» **What you have to do**: Every line of the records below that holds the word "instance" should be copied out.

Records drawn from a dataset
----------
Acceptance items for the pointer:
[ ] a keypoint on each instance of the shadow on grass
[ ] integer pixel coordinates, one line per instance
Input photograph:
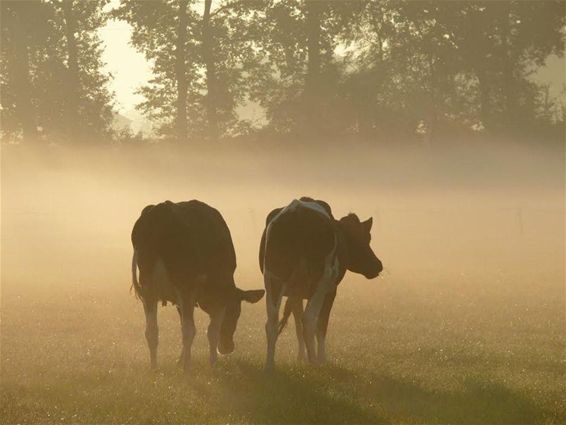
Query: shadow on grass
(290, 395)
(332, 394)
----------
» **Result of the exercise**:
[ ] a keypoint on each instance of the shadow on grass
[ ] integer pixel coordinates, one line per instance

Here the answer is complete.